*YOUR GOAL:* Render every line of the records below as a numbered list, omitting any blank lines.

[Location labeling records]
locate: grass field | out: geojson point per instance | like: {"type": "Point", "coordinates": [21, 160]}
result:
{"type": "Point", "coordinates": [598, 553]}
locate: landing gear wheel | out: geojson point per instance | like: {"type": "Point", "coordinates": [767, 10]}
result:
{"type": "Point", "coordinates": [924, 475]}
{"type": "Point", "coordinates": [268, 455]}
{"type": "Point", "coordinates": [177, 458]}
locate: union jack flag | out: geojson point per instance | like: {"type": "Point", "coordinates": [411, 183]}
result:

*ANSWER TO THIS PROBLEM:*
1. locate: grass field | out: geojson point per instance | like: {"type": "Point", "coordinates": [21, 160]}
2. result:
3. {"type": "Point", "coordinates": [598, 553]}
4. locate: landing gear wheel | out: geojson point per instance | like: {"type": "Point", "coordinates": [767, 10]}
5. result:
6. {"type": "Point", "coordinates": [924, 475]}
7. {"type": "Point", "coordinates": [268, 455]}
8. {"type": "Point", "coordinates": [177, 458]}
9. locate: union jack flag | out: geojson point per instance | like: {"type": "Point", "coordinates": [411, 183]}
10. result:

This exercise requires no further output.